Hangul is made of basic letters called *Jamo*. In unicode, Jamo is
defined by several kinds which contain old Hangul that does not use in
nowadays. Jamotools only supports modern Hangul Jamo area as follows.

-  `Hangul Jamo <http://unicode.org/charts/PDF/U1100.pdf>`__: Consist of
   Choseong, Jungseong, Jongseong. It is divided mordern Hangul and old
   Hangul that does not use in nowadays. Jamotools supports modern
   Hangul Jamo area.

   -  1100 ~ 1112 (Choseong)
   -  1161 ~ 1175 (Jungseong)
   -  11A8 ~ 11C2 (Jongseong)

-  `Hangul Compatibility
   Jamo <http://unicode.org/charts/PDF/U3130.pdf>`__: It is a Korean
   Hangul language area that is compatible with the Hangul character
   standard (KS X 1001). It is not divided Choseong, Jungseong,
   Jongseong.

   -  3131 ~ 3163 (modern Hangul Jamo area)

-  `Halfwidth Hangul
   variants <http://unicode.org/charts/PDF/UFF00.pdf>`__: This is the
   Korean half-width symbol area. Only modern Korean Jamo exists. The
   general Korean Hangul characterization method is the full-width.

   -  FFA1 ~ FFDC

Manipulating Korean Jamo
------------------------

API for split syllables and join jamos to syllable is based on
`hangul-utils <https://github.com/kaniblu/hangul-utils/blob/master/README.md#manipulating-korean-characters>`__.

-  ``split_syllables``: Converts a string of syllables to a string of
   jamos, can be select which convert unicode type.
-  ``join_jamos``: Converts a string of jamos to a string of syllables.
-  ``normalize_to_compat_jamo``: Normalize a string of jamos to a string
   of *Hangul Compatibility Jamo*.

.. code:: sh

    >>> import jamotools
    >>> print(jamotools.split_syllable_char(u"안"))
    ('ㅇ', 'ㅏ', 'ㄴ')

    >>> print(jamotools.split_syllables(u"안녕하세요"))
    ㅇㅏㄴㄴㅕㅇㅎㅏㅅㅔㅇㅛ

    >>> sentence = u"앞 집 팥죽은 붉은 팥 풋팥죽이고, 뒷집 콩죽은 햇콩 단콩 콩죽.우리 집
        깨죽은 검은 깨 깨죽인데 사람들은 햇콩 단콩 콩죽 깨죽 죽먹기를 싫어하더라."
    >>> s = jamotools.split_syllables(sentence)
    >>> print(s)
    ㅇㅏㅍ ㅈㅣㅂ ㅍㅏㅌㅈㅜㄱㅇㅡㄴ ㅂㅜㄺㅇㅡㄴ ㅍㅏㅌ ㅍㅜㅅㅍㅏㅌㅈㅜㄱㅇㅣㄱㅗ,
    ㄷㅟㅅㅈㅣㅂ ㅋㅗㅇㅈㅜㄱㅇㅡㄴ ㅎㅐㅅㅋㅗㅇ ㄷㅏㄴㅋㅗㅇ ㅋㅗㅇㅈㅜㄱ.ㅇㅜㄹㅣ
    ㅈㅣㅂ ㄲㅐㅈㅜㄱㅇㅡㄴ ㄱㅓㅁㅇㅡㄴ ㄲㅐ ㄲㅐㅈㅜㄱㅇㅣㄴㄷㅔ ㅅㅏㄹㅏㅁㄷㅡㄹㅇㅡㄴ
    ㅎㅐㅅㅋㅗㅇ ㄷㅏㄴㅋㅗㅇ ㅋㅗㅇㅈㅜㄱ ㄲㅐㅈㅜㄱ ㅈㅜㄱㅁㅓㄱㄱㅣㄹㅡㄹ
    ㅅㅣㅀㅇㅓㅎㅏㄷㅓㄹㅏ.

──────────

• _What you will do_:
(1) From the Hangul Jamo documentation, extract the passage between "ㅇㅏㄴㄴㅕㅇㅎㅏㅅㅔㅇㅛ" and "s = jamotools.split_syllables(sentence)", inclusive.
(2) Answer these questions using the Hangul Jamo documentation:
(a) Which Unicode range does Jamotools support for Jungseong?
(b) With which character standard is the Hangul Compatibility Jamo area compatible?
(c) What does `join_jamos` convert a string of jamos into?
(3) Write the next part of the Hangul Jamo documentation, picking up right after its last line.

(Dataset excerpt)
──────────

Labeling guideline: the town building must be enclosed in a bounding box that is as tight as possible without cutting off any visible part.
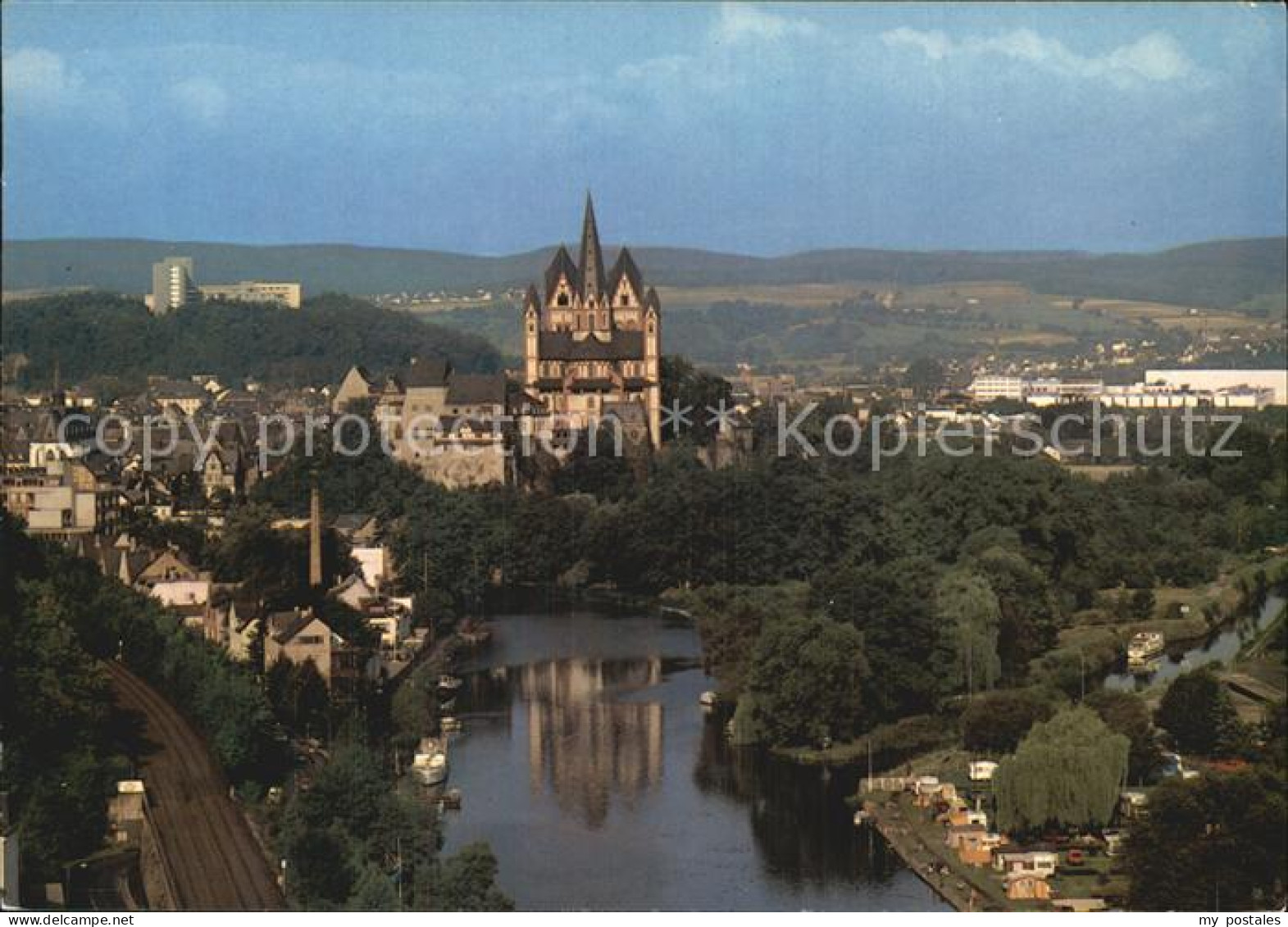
[143,257,201,316]
[1145,368,1288,406]
[523,194,662,447]
[143,257,304,316]
[197,280,304,309]
[331,358,517,488]
[968,370,1288,410]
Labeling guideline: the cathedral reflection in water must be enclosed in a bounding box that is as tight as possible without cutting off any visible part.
[512,658,662,826]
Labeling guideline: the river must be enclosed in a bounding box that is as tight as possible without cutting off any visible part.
[1105,595,1284,692]
[435,613,947,911]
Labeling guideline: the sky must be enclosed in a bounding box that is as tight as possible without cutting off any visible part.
[0,0,1288,255]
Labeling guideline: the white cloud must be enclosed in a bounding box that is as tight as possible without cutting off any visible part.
[881,25,953,61]
[712,2,818,45]
[4,48,85,104]
[881,29,1196,86]
[2,47,125,122]
[170,77,228,128]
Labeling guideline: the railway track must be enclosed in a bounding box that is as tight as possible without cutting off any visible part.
[107,661,284,911]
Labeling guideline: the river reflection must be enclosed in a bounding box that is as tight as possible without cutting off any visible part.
[446,614,941,911]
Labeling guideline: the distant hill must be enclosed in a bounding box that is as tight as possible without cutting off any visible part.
[2,239,1288,307]
[0,293,501,392]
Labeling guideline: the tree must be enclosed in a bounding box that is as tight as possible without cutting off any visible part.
[747,616,868,746]
[935,568,1002,694]
[1085,688,1163,783]
[686,584,808,698]
[993,706,1130,830]
[430,843,514,911]
[810,557,952,721]
[658,354,733,444]
[1127,771,1288,911]
[1154,667,1245,756]
[963,543,1058,677]
[1130,588,1157,620]
[903,357,944,399]
[961,688,1056,753]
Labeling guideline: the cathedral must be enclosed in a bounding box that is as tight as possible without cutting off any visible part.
[523,193,662,447]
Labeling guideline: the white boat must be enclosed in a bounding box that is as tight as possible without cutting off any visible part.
[1127,631,1164,666]
[411,738,447,785]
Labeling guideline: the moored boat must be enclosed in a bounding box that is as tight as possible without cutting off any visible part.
[411,738,448,785]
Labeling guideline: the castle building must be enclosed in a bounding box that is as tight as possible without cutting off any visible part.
[523,193,662,447]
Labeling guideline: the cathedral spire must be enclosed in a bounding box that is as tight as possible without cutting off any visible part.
[578,190,608,300]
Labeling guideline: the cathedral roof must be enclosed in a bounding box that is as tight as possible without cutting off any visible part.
[401,358,451,388]
[537,329,644,361]
[580,192,607,298]
[608,248,644,298]
[546,244,581,300]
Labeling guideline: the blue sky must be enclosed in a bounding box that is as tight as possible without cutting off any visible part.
[0,2,1288,253]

──────────

• _Replies_:
(1)
ㅇㅏㄴㄴㅕㅇㅎㅏㅅㅔㅇㅛ

    >>> sentence = u"앞 집 팥죽은 붉은 팥 풋팥죽이고, 뒷집 콩죽은 햇콩 단콩 콩죽.우리 집
        깨죽은 검은 깨 깨죽인데 사람들은 햇콩 단콩 콩죽 깨죽 죽먹기를 싫어하더라."
    >>> s = jamotools.split_syllables(sentence)

(2)
(a) 1161 ~ 1175
(b) KS X 1001
(c) A string of syllables

(3)
    >>> sentence2 = jamotools.join_jamos(s)
    >>> print(sentence2)
    앞 집 팥죽은 붉은 팥 풋팥죽이고, 뒷집 콩죽은 햇콩 단콩 콩죽.우리 집 깨죽은 검은 깨
    깨죽인데 사람들은 햇콩 단콩 콩죽 깨죽 죽먹기를 싫어하더라.

    >>> print(sentence == sentence2)
    True

Jamotools' API supports multiple unicode area of Hangul Jamo for
manipulating. Also consists of additional API for manipulating Korean
jamo.

.. code:: sh

    >>> sentence = u"자모"

    >>> jamos1 = jamotools.split_syllables(sentence, jamo_type="JAMO")
    >>> print([hex(ord(c)) for c in jamos1])
    ['0x110C', '0x1161', '0x1106', '0x1169']
    >>> sentence1 = jamotools.join_jamos(jamos1)
    >>> print(sentence1)
    안녕하세요. hello 1

    >>> jamos2 = jamotools.split_syllables(sentence, jamo_type="COMPAT")
    >>> print([hex(ord(c)) for c in jamos2])
    ['0x3148', '0x314F', '0x3141', '0x3157']
    >>> sentence2 = jamotools.join_jamos(jamos2)
    >>> print(sentence2)
    안녕하세요. hello 1

    >>> jamos3 = jamotools.split_syllables(sentence, jamo_type="HALFWIDTH")
    >>> print([hex(ord(c)) for c in jamos3])
    ['0xFFB8', '0xFFC2', '0xFFB1', '0xFFCC']
    >>> sentence3 = jamotools.join_jamos(jamos3)
    >>> print(sentence3)
    안녕하세요. hello 1

    >>> print(sentence == sentence1 == sentence2 == sentence3)
    True

    >>> normalize1 = jamotools.normalize_to_compat_jamo(jamos1)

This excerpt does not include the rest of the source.